● Work task:
Scan the records for the word "white". Report each line where it occurs.

┌─ Source data

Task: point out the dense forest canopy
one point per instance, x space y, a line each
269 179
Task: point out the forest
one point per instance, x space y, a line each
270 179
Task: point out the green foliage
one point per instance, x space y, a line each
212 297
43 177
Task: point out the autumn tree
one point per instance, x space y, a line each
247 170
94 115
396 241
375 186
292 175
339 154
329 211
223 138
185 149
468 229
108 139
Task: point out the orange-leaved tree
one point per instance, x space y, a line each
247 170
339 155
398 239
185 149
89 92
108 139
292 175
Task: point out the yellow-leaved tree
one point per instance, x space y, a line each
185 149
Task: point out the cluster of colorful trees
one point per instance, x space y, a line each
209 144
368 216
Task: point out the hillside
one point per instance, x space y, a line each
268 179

└─
┌─ Source data

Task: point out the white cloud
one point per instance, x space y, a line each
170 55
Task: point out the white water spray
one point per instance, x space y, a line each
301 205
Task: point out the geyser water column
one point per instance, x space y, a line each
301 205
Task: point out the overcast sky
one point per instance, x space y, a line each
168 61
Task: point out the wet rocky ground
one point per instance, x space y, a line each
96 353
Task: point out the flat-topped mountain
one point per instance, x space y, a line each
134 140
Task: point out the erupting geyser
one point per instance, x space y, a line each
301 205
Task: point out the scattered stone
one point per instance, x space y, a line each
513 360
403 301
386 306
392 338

└─

● Exercise answer:
Task: point out the white cloud
Task: point out the white water spray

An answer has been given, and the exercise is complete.